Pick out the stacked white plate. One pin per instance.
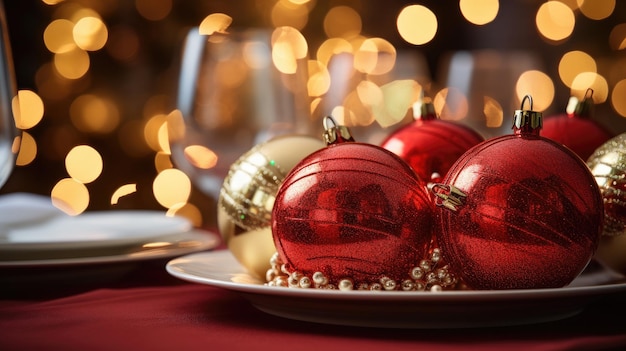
(35, 233)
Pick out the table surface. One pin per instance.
(142, 307)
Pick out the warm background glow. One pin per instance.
(97, 80)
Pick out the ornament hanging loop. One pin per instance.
(334, 133)
(527, 122)
(530, 102)
(448, 196)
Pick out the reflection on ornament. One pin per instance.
(431, 145)
(527, 211)
(576, 129)
(351, 210)
(248, 193)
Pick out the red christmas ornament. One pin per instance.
(519, 211)
(352, 213)
(431, 145)
(575, 128)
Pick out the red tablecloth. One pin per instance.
(146, 309)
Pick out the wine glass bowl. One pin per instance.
(231, 97)
(8, 131)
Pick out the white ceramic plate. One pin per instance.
(90, 230)
(447, 309)
(168, 247)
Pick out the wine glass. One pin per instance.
(8, 130)
(231, 97)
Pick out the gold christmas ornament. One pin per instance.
(247, 197)
(608, 166)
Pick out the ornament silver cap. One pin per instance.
(527, 121)
(334, 133)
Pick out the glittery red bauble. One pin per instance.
(581, 135)
(529, 216)
(576, 129)
(431, 145)
(352, 210)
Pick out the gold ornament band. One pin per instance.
(249, 190)
(425, 276)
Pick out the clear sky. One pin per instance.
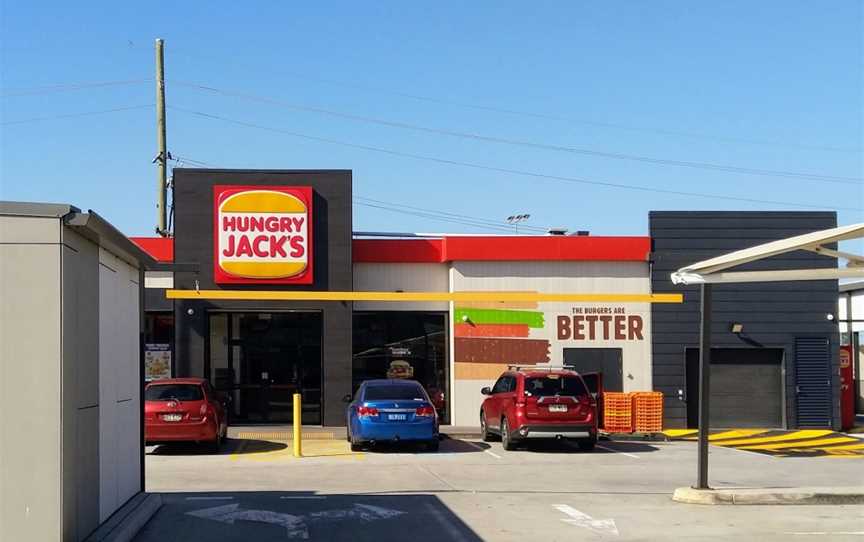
(769, 86)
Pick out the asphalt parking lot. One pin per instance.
(471, 490)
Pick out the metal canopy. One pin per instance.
(710, 271)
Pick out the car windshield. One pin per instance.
(549, 385)
(394, 392)
(180, 392)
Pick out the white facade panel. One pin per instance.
(30, 360)
(159, 279)
(406, 277)
(119, 401)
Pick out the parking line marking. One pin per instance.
(482, 449)
(800, 445)
(634, 456)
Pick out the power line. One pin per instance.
(508, 171)
(75, 115)
(524, 143)
(501, 228)
(65, 87)
(547, 116)
(443, 216)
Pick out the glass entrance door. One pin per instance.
(260, 359)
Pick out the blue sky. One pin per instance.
(755, 85)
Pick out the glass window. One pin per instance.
(403, 345)
(394, 392)
(502, 385)
(179, 392)
(550, 385)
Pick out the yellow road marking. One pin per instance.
(796, 435)
(845, 448)
(676, 433)
(807, 445)
(421, 296)
(736, 433)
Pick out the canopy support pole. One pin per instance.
(704, 386)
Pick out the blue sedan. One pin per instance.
(392, 411)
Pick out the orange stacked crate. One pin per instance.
(647, 412)
(617, 412)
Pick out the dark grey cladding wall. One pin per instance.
(193, 243)
(772, 313)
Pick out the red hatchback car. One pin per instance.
(539, 403)
(183, 410)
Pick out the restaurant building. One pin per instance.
(290, 231)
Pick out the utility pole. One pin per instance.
(162, 157)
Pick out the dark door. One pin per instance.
(813, 381)
(606, 361)
(261, 359)
(746, 387)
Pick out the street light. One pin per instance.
(515, 220)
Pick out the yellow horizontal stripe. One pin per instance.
(736, 433)
(675, 433)
(807, 445)
(254, 295)
(795, 435)
(843, 448)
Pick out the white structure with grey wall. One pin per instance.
(70, 357)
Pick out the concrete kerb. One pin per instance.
(124, 524)
(770, 496)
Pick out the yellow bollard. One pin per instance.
(298, 425)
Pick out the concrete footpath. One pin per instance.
(771, 495)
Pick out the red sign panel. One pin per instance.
(262, 234)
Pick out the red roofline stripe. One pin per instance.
(160, 248)
(479, 248)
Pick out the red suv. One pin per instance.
(539, 403)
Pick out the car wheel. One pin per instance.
(484, 428)
(586, 445)
(506, 442)
(215, 444)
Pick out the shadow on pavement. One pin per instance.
(269, 515)
(229, 446)
(565, 447)
(447, 445)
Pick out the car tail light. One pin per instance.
(425, 412)
(367, 412)
(201, 414)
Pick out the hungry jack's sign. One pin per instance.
(262, 234)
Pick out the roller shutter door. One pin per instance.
(813, 380)
(746, 387)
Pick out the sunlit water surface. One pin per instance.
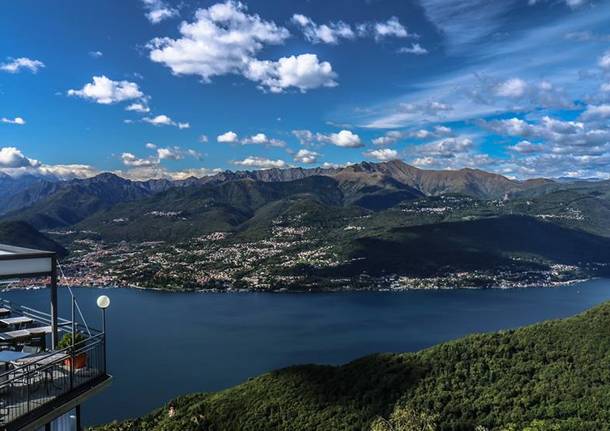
(162, 345)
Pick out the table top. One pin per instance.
(41, 359)
(14, 335)
(15, 320)
(10, 355)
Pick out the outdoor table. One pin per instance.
(11, 355)
(18, 321)
(21, 334)
(40, 359)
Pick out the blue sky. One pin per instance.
(161, 88)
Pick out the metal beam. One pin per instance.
(54, 320)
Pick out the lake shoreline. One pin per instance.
(313, 291)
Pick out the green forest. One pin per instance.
(549, 376)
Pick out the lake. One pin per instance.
(162, 345)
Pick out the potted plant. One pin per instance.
(80, 360)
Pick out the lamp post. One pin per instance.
(103, 302)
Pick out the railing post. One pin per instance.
(54, 334)
(104, 353)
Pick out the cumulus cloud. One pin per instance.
(224, 39)
(105, 91)
(164, 120)
(16, 65)
(306, 156)
(262, 139)
(17, 121)
(260, 163)
(130, 159)
(13, 162)
(220, 40)
(345, 139)
(382, 154)
(160, 154)
(158, 10)
(334, 32)
(304, 72)
(389, 138)
(415, 49)
(526, 147)
(514, 87)
(11, 157)
(330, 33)
(600, 112)
(140, 107)
(389, 28)
(229, 137)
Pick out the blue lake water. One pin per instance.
(162, 345)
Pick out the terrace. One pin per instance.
(48, 365)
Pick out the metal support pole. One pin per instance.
(104, 340)
(78, 422)
(54, 333)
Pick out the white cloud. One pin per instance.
(382, 154)
(306, 156)
(13, 162)
(389, 28)
(169, 154)
(106, 91)
(526, 147)
(305, 137)
(345, 138)
(262, 139)
(164, 120)
(130, 159)
(138, 107)
(221, 40)
(158, 10)
(15, 65)
(260, 163)
(304, 72)
(330, 33)
(17, 121)
(415, 49)
(600, 112)
(389, 138)
(334, 32)
(514, 87)
(225, 39)
(604, 61)
(229, 137)
(11, 157)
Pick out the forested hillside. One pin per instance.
(550, 376)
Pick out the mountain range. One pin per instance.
(309, 226)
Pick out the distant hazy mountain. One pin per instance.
(48, 204)
(21, 234)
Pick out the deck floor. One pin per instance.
(21, 398)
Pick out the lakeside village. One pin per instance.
(211, 264)
(218, 262)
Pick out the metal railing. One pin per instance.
(35, 381)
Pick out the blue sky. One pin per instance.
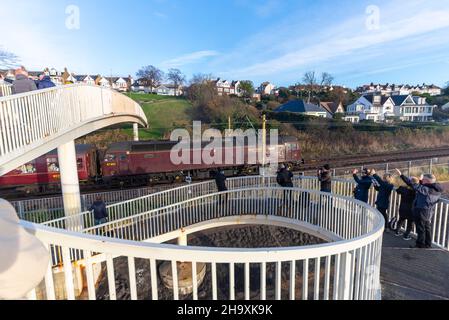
(400, 41)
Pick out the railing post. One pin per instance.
(182, 239)
(344, 276)
(70, 184)
(136, 131)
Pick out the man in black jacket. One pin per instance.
(284, 179)
(325, 178)
(100, 211)
(220, 181)
(361, 191)
(408, 195)
(384, 187)
(428, 193)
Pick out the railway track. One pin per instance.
(395, 156)
(335, 162)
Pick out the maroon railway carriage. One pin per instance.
(149, 162)
(43, 173)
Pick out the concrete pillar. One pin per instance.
(70, 183)
(136, 131)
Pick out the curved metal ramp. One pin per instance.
(34, 123)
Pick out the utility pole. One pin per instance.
(264, 142)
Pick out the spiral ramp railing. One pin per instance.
(132, 246)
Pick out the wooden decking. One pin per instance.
(413, 274)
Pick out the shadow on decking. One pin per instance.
(413, 274)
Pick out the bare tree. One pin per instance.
(151, 76)
(201, 78)
(310, 83)
(8, 59)
(326, 79)
(177, 78)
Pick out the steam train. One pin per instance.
(127, 164)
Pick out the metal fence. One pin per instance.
(438, 166)
(84, 222)
(30, 120)
(41, 210)
(46, 209)
(347, 268)
(5, 90)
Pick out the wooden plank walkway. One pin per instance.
(413, 274)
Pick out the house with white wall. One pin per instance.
(379, 108)
(372, 107)
(266, 88)
(413, 109)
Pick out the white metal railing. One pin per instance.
(30, 120)
(41, 210)
(345, 269)
(5, 90)
(85, 221)
(46, 209)
(149, 202)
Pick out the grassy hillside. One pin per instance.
(164, 114)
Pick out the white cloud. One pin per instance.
(343, 40)
(160, 15)
(37, 42)
(190, 58)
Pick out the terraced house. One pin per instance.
(380, 108)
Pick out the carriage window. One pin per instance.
(79, 163)
(109, 157)
(52, 165)
(27, 168)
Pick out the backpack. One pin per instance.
(393, 224)
(280, 179)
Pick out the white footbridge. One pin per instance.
(37, 122)
(131, 249)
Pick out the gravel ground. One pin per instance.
(230, 237)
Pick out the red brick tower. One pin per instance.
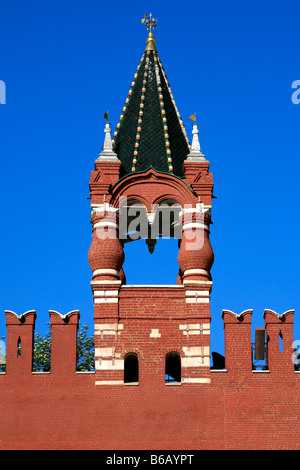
(149, 181)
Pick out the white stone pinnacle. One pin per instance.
(195, 154)
(107, 153)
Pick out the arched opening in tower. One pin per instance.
(151, 243)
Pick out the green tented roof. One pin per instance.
(150, 131)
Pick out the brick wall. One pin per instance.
(237, 407)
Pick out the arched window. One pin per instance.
(153, 238)
(131, 368)
(19, 347)
(173, 367)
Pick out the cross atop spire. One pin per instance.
(149, 22)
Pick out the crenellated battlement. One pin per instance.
(20, 341)
(191, 333)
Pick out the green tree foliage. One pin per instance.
(85, 351)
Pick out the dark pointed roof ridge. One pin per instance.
(150, 130)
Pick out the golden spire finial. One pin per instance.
(150, 24)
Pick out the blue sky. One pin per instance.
(66, 63)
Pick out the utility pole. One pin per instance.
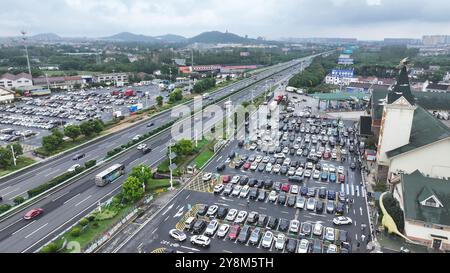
(24, 38)
(14, 155)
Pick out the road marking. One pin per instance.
(71, 199)
(23, 227)
(76, 205)
(10, 225)
(10, 192)
(35, 231)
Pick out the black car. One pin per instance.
(322, 193)
(291, 201)
(273, 223)
(303, 191)
(291, 245)
(252, 182)
(78, 156)
(319, 207)
(222, 212)
(253, 194)
(268, 184)
(262, 220)
(244, 180)
(199, 226)
(262, 196)
(284, 225)
(244, 234)
(202, 209)
(260, 184)
(282, 198)
(221, 167)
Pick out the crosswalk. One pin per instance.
(353, 190)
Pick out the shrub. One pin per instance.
(75, 232)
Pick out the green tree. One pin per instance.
(132, 189)
(72, 131)
(142, 172)
(159, 100)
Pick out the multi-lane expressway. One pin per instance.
(66, 206)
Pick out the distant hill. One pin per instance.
(130, 37)
(215, 37)
(171, 38)
(46, 37)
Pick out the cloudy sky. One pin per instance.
(362, 19)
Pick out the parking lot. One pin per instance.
(32, 118)
(280, 190)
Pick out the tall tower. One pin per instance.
(24, 38)
(396, 122)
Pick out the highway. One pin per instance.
(18, 185)
(68, 205)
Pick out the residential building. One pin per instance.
(14, 81)
(6, 95)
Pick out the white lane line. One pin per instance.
(76, 205)
(5, 188)
(17, 195)
(23, 227)
(10, 225)
(71, 199)
(35, 231)
(5, 194)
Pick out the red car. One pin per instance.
(33, 213)
(285, 187)
(234, 232)
(226, 179)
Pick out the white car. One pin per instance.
(294, 226)
(72, 169)
(236, 190)
(303, 246)
(280, 241)
(311, 204)
(267, 239)
(235, 179)
(332, 248)
(223, 230)
(177, 235)
(342, 220)
(318, 229)
(232, 213)
(207, 176)
(212, 210)
(242, 215)
(211, 228)
(273, 196)
(141, 146)
(276, 168)
(200, 240)
(329, 234)
(300, 202)
(244, 191)
(316, 174)
(218, 188)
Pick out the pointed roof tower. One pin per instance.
(401, 88)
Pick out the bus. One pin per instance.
(109, 175)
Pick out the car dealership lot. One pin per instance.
(299, 202)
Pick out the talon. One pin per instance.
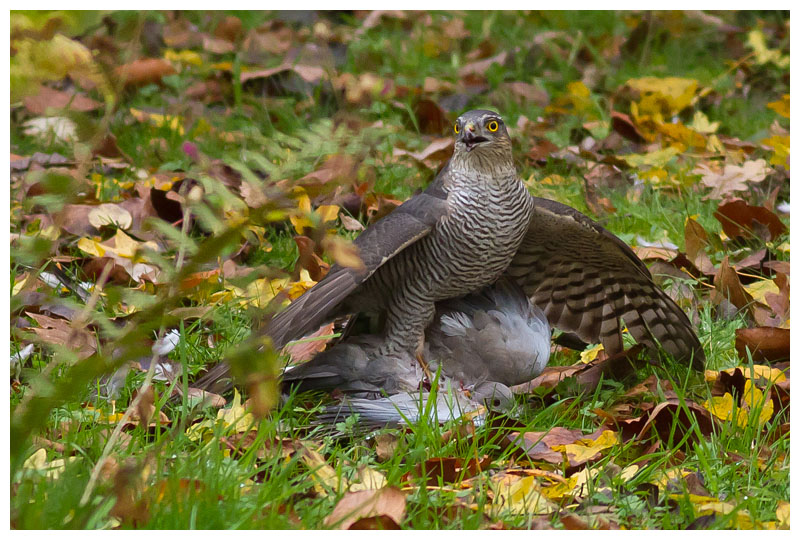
(424, 365)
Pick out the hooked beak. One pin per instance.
(471, 140)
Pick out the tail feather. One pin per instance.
(311, 310)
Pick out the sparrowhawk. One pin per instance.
(493, 336)
(475, 223)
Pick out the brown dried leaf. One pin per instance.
(741, 219)
(478, 68)
(527, 93)
(344, 252)
(302, 352)
(727, 286)
(696, 240)
(622, 124)
(766, 344)
(431, 119)
(354, 506)
(732, 178)
(310, 74)
(48, 98)
(349, 223)
(144, 71)
(671, 422)
(437, 151)
(61, 332)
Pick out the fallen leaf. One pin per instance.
(62, 334)
(732, 178)
(388, 501)
(727, 286)
(144, 71)
(48, 98)
(738, 218)
(109, 214)
(437, 151)
(765, 344)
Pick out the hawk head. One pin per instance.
(482, 141)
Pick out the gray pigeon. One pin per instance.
(475, 223)
(494, 336)
(408, 408)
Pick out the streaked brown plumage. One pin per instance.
(474, 223)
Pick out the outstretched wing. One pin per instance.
(408, 223)
(586, 279)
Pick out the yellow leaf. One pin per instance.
(343, 252)
(51, 469)
(781, 106)
(236, 416)
(701, 123)
(590, 353)
(754, 399)
(124, 245)
(682, 135)
(667, 95)
(657, 158)
(720, 406)
(780, 148)
(782, 513)
(328, 212)
(521, 497)
(325, 477)
(185, 57)
(759, 289)
(36, 460)
(92, 247)
(585, 449)
(175, 123)
(758, 371)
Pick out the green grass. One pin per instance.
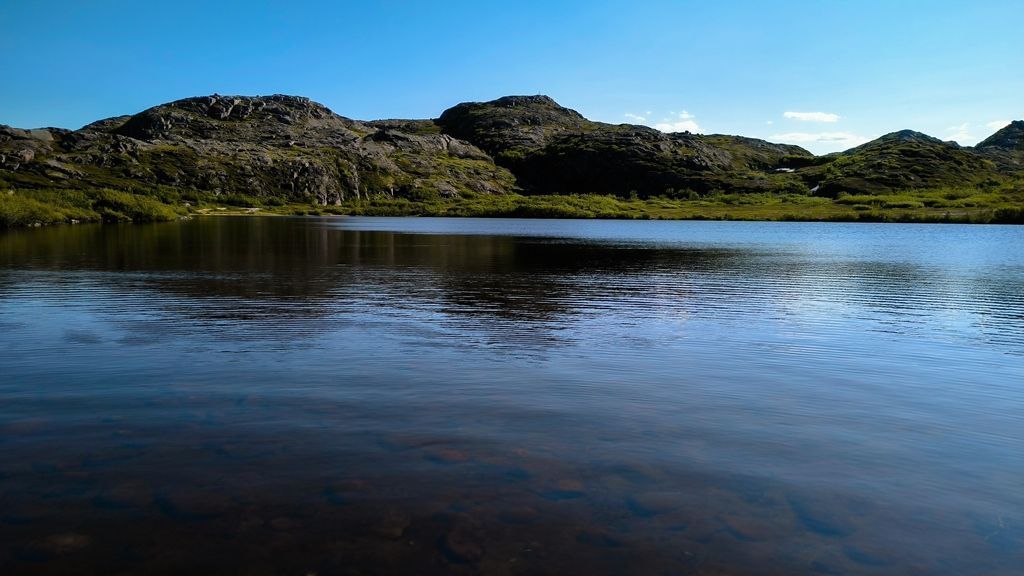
(32, 207)
(1003, 204)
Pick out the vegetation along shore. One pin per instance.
(516, 156)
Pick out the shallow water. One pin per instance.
(375, 396)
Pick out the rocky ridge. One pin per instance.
(291, 149)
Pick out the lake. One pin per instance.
(430, 396)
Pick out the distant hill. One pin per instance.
(294, 150)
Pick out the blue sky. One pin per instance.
(826, 75)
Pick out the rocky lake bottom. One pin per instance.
(431, 396)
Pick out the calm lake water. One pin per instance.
(419, 396)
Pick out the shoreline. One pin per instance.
(33, 208)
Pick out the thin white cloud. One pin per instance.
(833, 139)
(961, 133)
(812, 116)
(681, 122)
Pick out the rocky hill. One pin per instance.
(285, 147)
(290, 149)
(902, 160)
(1006, 147)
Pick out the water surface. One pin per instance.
(374, 396)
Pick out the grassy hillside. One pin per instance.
(1000, 204)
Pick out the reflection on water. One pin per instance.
(361, 396)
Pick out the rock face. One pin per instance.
(295, 150)
(284, 147)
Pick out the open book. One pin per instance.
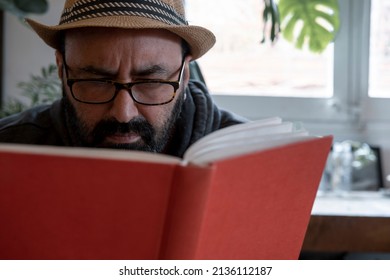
- - - -
§ **Description of the task**:
Starting with the line that holds "Pick out the reflection on water.", repeat exactly every line through the end of the material above, both ends included, without the pictures.

§ **Result below**:
Pick out the reflection on water. One pin per instance.
(361, 396)
Pick out the rock face. One pin per instance.
(295, 150)
(284, 147)
Pick out the open book. One pin per instance.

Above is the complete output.